> _What to do_
Render every entry verbatim.

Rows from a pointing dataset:
+-------+

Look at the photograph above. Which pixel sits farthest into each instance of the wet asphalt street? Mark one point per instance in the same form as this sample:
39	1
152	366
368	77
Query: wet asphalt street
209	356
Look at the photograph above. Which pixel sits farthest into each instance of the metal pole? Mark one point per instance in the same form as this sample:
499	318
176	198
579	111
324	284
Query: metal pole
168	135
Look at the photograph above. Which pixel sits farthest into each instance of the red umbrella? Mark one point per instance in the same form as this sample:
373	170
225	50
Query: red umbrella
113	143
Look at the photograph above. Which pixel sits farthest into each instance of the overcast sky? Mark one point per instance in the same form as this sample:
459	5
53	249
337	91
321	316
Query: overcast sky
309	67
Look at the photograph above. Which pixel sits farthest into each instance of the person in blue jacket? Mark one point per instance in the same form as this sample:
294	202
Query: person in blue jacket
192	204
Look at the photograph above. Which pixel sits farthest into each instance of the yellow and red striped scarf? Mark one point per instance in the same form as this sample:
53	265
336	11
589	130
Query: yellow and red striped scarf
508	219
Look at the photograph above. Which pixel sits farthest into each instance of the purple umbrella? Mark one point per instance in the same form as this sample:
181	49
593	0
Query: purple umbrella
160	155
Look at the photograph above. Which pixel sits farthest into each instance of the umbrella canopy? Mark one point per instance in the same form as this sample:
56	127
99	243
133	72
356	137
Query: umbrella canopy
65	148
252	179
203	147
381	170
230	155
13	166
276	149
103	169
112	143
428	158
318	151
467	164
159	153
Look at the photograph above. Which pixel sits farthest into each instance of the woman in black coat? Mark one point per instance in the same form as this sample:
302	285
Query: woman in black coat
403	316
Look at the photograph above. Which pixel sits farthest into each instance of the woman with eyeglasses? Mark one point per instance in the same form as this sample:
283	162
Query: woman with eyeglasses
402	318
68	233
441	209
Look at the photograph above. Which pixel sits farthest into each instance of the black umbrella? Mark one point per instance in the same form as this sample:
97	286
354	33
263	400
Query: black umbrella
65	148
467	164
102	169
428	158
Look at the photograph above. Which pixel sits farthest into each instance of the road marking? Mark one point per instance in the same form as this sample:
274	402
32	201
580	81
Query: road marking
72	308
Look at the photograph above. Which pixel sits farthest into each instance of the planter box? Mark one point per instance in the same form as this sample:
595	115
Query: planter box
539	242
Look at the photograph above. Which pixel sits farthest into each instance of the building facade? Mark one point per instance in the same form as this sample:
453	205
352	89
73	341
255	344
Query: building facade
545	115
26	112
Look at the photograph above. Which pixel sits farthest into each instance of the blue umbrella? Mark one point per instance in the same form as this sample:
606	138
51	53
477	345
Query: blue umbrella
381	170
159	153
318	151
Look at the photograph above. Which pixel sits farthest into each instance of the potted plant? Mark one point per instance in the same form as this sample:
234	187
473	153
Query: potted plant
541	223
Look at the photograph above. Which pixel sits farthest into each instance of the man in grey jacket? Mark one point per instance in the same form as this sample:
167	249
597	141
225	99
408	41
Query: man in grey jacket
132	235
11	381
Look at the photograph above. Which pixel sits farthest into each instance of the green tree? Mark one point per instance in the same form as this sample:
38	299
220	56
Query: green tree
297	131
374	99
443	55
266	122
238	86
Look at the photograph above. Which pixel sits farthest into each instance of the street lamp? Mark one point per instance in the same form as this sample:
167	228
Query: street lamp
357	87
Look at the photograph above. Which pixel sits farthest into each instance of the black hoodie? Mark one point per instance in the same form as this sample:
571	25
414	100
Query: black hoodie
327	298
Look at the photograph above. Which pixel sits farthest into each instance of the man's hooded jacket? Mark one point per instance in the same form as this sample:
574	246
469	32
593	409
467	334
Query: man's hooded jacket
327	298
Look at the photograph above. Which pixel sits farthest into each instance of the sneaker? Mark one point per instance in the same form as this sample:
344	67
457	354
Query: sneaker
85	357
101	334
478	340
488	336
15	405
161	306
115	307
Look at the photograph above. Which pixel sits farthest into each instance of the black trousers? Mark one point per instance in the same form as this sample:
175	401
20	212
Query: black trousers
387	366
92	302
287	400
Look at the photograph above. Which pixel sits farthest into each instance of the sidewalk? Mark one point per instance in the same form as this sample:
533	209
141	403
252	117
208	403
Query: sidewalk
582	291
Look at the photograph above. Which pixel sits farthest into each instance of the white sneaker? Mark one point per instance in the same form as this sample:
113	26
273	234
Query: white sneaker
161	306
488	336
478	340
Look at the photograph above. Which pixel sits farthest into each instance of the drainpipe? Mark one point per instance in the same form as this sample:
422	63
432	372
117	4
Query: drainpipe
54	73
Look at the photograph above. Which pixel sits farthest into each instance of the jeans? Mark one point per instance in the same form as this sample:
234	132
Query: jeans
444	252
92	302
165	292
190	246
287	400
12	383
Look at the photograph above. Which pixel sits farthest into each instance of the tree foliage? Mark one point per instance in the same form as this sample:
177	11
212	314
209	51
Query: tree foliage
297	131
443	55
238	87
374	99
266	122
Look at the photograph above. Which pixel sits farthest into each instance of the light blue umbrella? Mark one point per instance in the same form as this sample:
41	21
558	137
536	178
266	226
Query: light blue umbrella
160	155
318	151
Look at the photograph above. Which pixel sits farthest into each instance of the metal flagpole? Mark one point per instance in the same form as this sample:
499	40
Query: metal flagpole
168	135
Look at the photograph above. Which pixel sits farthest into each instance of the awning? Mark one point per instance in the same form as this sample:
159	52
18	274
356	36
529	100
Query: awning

+-------+

> _Solution to this task_
Look at the photograph above. Which pixel sits farthest into each instance of the wet asphalt street? Mark one point per instance in the same form as this sample:
39	1
152	366
368	77
Query: wet asphalt street
209	356
Look at the photograph above. Which pixel sits farthest into each instance of the metal pole? Mark one point per instance in the same form as this sample:
499	318
176	198
579	111
324	284
Query: metal pole
168	135
Look at the photograph above. Which pixel sits farthest into each instance of the red umbrella? Mark one point per instance in the same form as this sample:
373	170
225	50
Query: red umbrella
113	143
Look at the photograph above. Which pixel sits farthest into each instance of the overcast sky? Mark one point per instance in the same form as this sample:
459	5
53	249
337	91
321	316
Query: overcast sky
309	67
Look at the photograph above. Which pixel sits farthest into each instance of the person in blue jacket? Mark one point per instance in the same form as this sample:
294	202
Query: person in blue jacket
192	204
Look at the photograph above. Which pixel sits farthest into each instance of the yellow and red striped scarf? Mark one point per instance in the same form as this sample:
53	265
336	11
589	130
Query: yellow and red striped scarf
508	219
Look at the photograph above. Which pixel sits farthest into each instance of the purple umbrella? Mark one point per instance in the same form as this sample:
181	49
593	0
Query: purple umbrella
160	155
Look at the photograph above. Which pixel sits farthest into each instance of the umbrella canopy? Mark one point per instance in the same form as this sample:
56	127
99	243
133	72
356	137
Query: umbrella canopy
65	148
252	179
203	147
381	170
230	155
13	166
276	149
103	169
112	143
428	158
318	151
467	164
159	153
Look at the photograph above. Which pixel sits farthest into each instance of the woman in black coat? Mark one point per instance in the same form as this sample:
302	285
Query: woman in black coat
403	316
Look at the photograph above. Which pixel sits farthest into each instance of the woman with eyeglasses? Mark one point per instance in the same form as this sample:
283	162
Query: woman with eyeglasses
402	318
68	233
441	209
Look at the photograph above. Which pixel sits farthest into each instance of the black umbrella? Mark one point per instance in the same form as this sample:
97	286
354	33
263	400
Query: black umbrella
65	148
467	164
102	169
428	158
Look at the photograph above. Which pixel sits farthest into each instance of the road marking? Mark one point per instance in the same form as this sample:
274	402
32	201
580	81
Query: road marking
72	308
Look at the photograph above. Which pixel sits farthest into each instance of the planter box? Mark one point per instance in the same form as this sample:
595	115
Query: planter box
539	242
Look at the photograph above. Which pixel sits farthest into each instance of the building facade? Mark one point per instance in the same form as this sample:
453	205
352	89
73	341
255	344
Query: building facade
545	115
26	112
Look at the photograph above. Which pixel sits farthest into each instance of the blue umbrella? Mark one point per instance in the same form as this sample:
606	138
51	53
477	345
Query: blue umbrella
381	170
159	153
318	151
Look at the photograph above. Which pixel sits farthest into each instance of the potted plant? Mark one point per instance in the same form as this sample:
234	187
473	153
Query: potted plant
541	223
Look at the photograph above. Which pixel sits farthest into each instance of the man in grey jacket? Mark one point per instance in the same form as this sample:
167	249
597	141
225	99
408	41
Query: man in grey jacket
132	235
11	381
Look at the photograph above. Which pixel sits farthest into each instance of the green tree? Mark one point per instance in the same form as this sample:
38	299
220	56
Query: green tree
297	131
374	99
443	55
266	122
238	86
Look at the photograph above. Which pixel sits farthest into each instance of the street lamp? Mark one point per instance in the same form as this sample:
167	228
Query: street lamp
357	87
Look at the photograph above. Which pixel sits farthest into each instance of the black hoodie? Mark one point per instance in the same form as this sample:
571	25
414	100
Query: black hoodie
327	298
Look at the photograph above. Which pixel sits farthest into each instance of the man's hooded jacket? Mark one point per instance in the same form as this sample:
574	246
469	32
593	409
467	334
Query: man's hooded jacket
327	298
Look at the photograph above. Which pixel sits farthest into each instance of the sneaker? Mark one point per instance in the same form as this sample:
344	67
457	354
Query: sneaker
85	357
101	334
478	340
488	336
15	405
161	306
115	307
Look at the photograph above. Which pixel sits farthest into each instance of the black trousers? Mark one point per instance in the same form as this sample:
175	401
20	212
Query: black trousers
387	366
92	302
287	400
Look at the photograph above. Which pixel sits farthest into each instance of the sidewalk? Mark one point per instance in the same form as this sample:
533	209
141	403
252	117
208	403
Query: sidewalk
582	291
Look at the photograph above. Which pixel sits farthest into each instance of the white sneaker? Mark one point per instance in the same form as this sample:
113	26
273	234
Query: white sneaker
161	306
488	336
478	340
Look at the photograph above. Which pixel sits farthest into each instance of the drainpipe? Mark one point per instance in the same form as this sample:
422	63
432	372
117	4
Query: drainpipe
54	73
Look at the photograph above. Which pixel sits farthest into each instance of the jeans? Mark one point per instance in the same form as this sample:
234	132
Query: jeans
444	252
92	302
165	292
190	246
287	400
12	383
Look at the photograph above. Which pixel sits farthest into each instance of the tree foliage? Mark one point per instance in the same form as this sample:
177	11
212	314
209	51
Query: tree foliage
297	131
443	55
238	87
374	99
266	122
Look at the photograph above. Which pixel sits farthest into each instance of the light blue umbrella? Mark one point per instance in the same form as this sample:
41	21
558	137
536	178
266	226
Query: light blue umbrella
160	155
318	151
Look at the photograph above. Which pixel sits farthest into each instance of the metal flagpole? Mark one point per instance in the same form as this sample:
499	40
Query: metal flagpole
168	135
Look at the photograph above. Which pixel sits farthest into each instance of the awning? Mark one point per instance in the same form as this sample:
159	52
18	274
356	36
529	100
Query: awning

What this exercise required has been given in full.